• [What the task asks]:
Copy each entry as it stands, leaving nothing out.

• [Data section]:

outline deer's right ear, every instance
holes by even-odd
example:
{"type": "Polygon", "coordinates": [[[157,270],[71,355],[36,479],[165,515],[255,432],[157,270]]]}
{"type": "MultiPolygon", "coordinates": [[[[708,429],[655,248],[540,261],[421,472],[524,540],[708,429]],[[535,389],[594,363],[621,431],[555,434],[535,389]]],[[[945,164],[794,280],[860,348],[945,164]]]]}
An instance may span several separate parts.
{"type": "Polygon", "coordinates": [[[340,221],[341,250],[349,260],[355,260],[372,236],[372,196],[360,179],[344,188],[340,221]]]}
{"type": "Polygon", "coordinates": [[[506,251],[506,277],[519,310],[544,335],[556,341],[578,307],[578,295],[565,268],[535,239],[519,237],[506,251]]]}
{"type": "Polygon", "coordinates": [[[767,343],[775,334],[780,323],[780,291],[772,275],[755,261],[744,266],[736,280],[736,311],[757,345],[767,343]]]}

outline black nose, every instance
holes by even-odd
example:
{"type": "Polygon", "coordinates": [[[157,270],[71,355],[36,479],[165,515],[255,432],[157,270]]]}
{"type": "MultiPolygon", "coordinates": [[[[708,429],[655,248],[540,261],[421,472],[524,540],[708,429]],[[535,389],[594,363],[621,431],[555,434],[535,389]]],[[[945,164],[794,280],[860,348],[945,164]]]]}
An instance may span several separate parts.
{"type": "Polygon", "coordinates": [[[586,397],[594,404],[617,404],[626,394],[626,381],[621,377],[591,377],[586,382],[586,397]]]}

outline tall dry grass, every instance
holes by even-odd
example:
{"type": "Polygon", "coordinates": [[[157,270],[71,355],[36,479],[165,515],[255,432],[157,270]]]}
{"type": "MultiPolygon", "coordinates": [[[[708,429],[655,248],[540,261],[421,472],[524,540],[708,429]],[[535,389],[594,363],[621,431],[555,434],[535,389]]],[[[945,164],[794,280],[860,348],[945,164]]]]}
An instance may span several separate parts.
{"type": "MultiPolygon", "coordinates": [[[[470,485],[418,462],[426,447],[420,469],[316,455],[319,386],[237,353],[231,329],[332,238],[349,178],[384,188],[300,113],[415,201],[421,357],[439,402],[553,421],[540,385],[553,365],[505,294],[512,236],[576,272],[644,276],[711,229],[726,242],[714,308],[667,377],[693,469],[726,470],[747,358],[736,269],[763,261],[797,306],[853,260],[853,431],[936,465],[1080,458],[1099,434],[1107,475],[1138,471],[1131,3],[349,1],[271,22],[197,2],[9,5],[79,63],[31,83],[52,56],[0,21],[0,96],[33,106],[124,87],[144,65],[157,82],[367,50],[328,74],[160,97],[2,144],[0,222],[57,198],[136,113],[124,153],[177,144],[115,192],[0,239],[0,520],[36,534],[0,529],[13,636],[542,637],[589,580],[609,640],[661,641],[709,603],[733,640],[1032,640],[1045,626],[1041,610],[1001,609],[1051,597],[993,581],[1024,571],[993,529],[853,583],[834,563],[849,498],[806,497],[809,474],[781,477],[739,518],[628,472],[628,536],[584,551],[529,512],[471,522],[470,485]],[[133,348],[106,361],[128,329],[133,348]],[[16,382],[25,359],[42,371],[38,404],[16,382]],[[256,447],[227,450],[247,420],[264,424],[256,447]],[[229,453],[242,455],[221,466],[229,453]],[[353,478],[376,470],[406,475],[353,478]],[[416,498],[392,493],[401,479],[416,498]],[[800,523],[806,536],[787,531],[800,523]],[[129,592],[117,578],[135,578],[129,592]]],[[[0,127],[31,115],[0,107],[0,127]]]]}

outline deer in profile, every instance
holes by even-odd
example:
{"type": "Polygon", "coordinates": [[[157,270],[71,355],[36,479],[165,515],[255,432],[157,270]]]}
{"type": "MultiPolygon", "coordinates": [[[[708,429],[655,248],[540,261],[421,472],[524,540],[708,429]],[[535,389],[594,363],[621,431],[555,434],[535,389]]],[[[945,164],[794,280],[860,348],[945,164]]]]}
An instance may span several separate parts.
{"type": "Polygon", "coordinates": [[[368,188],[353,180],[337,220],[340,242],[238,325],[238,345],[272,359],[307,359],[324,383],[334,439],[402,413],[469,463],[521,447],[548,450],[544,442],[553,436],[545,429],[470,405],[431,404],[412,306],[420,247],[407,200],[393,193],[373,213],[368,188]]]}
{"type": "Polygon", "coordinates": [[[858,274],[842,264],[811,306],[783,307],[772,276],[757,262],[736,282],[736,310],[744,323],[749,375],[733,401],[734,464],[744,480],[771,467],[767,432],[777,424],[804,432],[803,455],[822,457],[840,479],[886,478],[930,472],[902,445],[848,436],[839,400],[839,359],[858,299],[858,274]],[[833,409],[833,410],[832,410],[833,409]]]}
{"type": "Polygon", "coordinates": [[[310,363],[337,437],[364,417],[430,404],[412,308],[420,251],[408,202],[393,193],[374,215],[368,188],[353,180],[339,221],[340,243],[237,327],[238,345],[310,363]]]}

• [Response below]:
outline deer's right ear, every instance
holes by even-odd
example:
{"type": "Polygon", "coordinates": [[[157,270],[71,355],[36,479],[165,515],[255,432],[157,270]]]}
{"type": "MultiPolygon", "coordinates": [[[[708,429],[655,248],[540,261],[421,472],[524,540],[708,429]],[[535,389],[594,363],[621,431],[555,434],[535,389]]],[[[945,164],[794,280],[860,348],[945,164]]]]}
An instance may span several separate parts.
{"type": "Polygon", "coordinates": [[[340,221],[341,250],[349,260],[355,260],[372,236],[372,196],[360,179],[344,188],[340,221]]]}
{"type": "Polygon", "coordinates": [[[506,251],[506,277],[519,310],[544,335],[556,341],[578,307],[578,295],[565,268],[535,239],[519,237],[506,251]]]}
{"type": "Polygon", "coordinates": [[[767,343],[775,334],[780,323],[780,291],[772,275],[755,261],[744,266],[736,280],[736,311],[757,345],[767,343]]]}

outline black nose, every instance
holes by even-odd
example:
{"type": "Polygon", "coordinates": [[[157,270],[71,355],[36,479],[165,515],[255,432],[157,270]]]}
{"type": "MultiPolygon", "coordinates": [[[[708,429],[655,248],[540,261],[421,472],[524,540],[708,429]],[[535,389],[594,363],[621,431],[555,434],[535,389]]],[[[945,164],[794,280],[860,348],[945,164]]]]}
An instance may span several separate parts.
{"type": "Polygon", "coordinates": [[[586,397],[594,404],[617,404],[626,394],[626,381],[621,377],[591,377],[586,382],[586,397]]]}

outline tall dry grass, every instance
holes by even-odd
example:
{"type": "Polygon", "coordinates": [[[157,270],[71,355],[36,479],[165,515],[255,432],[157,270]]]}
{"type": "MultiPolygon", "coordinates": [[[[708,429],[655,248],[540,261],[421,472],[524,540],[708,429]],[[535,389],[594,363],[621,431],[555,434],[535,389]]],[[[945,164],[794,280],[860,348],[945,164]]]]}
An instance may span several separate parts.
{"type": "MultiPolygon", "coordinates": [[[[470,485],[418,462],[426,447],[420,469],[316,455],[319,386],[237,353],[231,329],[332,238],[349,178],[384,188],[300,113],[415,201],[421,357],[439,402],[553,421],[540,385],[553,365],[505,294],[512,236],[576,272],[644,276],[711,229],[726,242],[714,308],[667,377],[693,469],[726,470],[747,358],[736,269],[763,261],[797,306],[853,260],[853,431],[936,465],[1080,458],[1099,434],[1107,475],[1138,471],[1131,3],[349,1],[271,22],[197,2],[9,5],[79,63],[31,83],[52,56],[0,21],[0,96],[33,106],[124,87],[144,65],[157,82],[367,50],[328,74],[160,97],[2,144],[0,222],[57,198],[136,113],[124,153],[177,144],[115,192],[0,239],[0,520],[36,534],[0,529],[13,636],[542,637],[589,580],[609,640],[661,641],[709,603],[733,640],[1032,640],[1045,626],[1041,610],[1001,609],[1051,597],[993,581],[1024,571],[993,529],[853,583],[834,563],[849,498],[806,497],[809,474],[781,477],[739,518],[628,472],[628,536],[584,551],[529,512],[471,522],[470,485]],[[133,348],[106,361],[128,329],[133,348]],[[16,382],[25,359],[42,371],[38,404],[16,382]],[[256,447],[227,450],[247,420],[264,424],[256,447]],[[229,453],[242,455],[221,466],[229,453]],[[353,478],[376,470],[406,475],[353,478]],[[416,498],[392,493],[401,479],[416,498]],[[800,523],[806,536],[787,531],[800,523]],[[129,592],[117,578],[135,578],[129,592]]],[[[0,127],[31,115],[0,107],[0,127]]]]}

outline deer in profile, every instance
holes by even-odd
example:
{"type": "Polygon", "coordinates": [[[157,270],[71,355],[36,479],[165,515],[255,432],[157,270]]]}
{"type": "MultiPolygon", "coordinates": [[[[708,429],[655,248],[540,261],[421,472],[524,540],[708,429]],[[535,389],[594,363],[621,431],[555,434],[535,389]]],[[[945,164],[794,280],[860,348],[945,164]]]]}
An instance may span several separate parts.
{"type": "Polygon", "coordinates": [[[368,188],[353,180],[337,220],[340,242],[238,325],[238,345],[272,359],[307,359],[324,383],[334,439],[402,413],[469,463],[521,447],[548,450],[544,442],[553,436],[545,429],[470,405],[431,404],[412,306],[420,247],[407,200],[393,193],[373,213],[368,188]]]}
{"type": "Polygon", "coordinates": [[[858,274],[842,264],[811,306],[783,307],[772,276],[757,262],[736,282],[736,310],[744,323],[749,375],[733,401],[734,464],[744,480],[771,467],[767,432],[777,424],[804,432],[803,455],[822,457],[840,479],[886,478],[930,472],[902,445],[848,436],[839,400],[839,359],[858,299],[858,274]],[[833,409],[833,410],[832,410],[833,409]]]}
{"type": "Polygon", "coordinates": [[[310,363],[337,437],[364,417],[430,404],[412,308],[420,251],[408,202],[393,193],[374,215],[368,188],[353,180],[339,221],[340,243],[237,327],[238,345],[310,363]]]}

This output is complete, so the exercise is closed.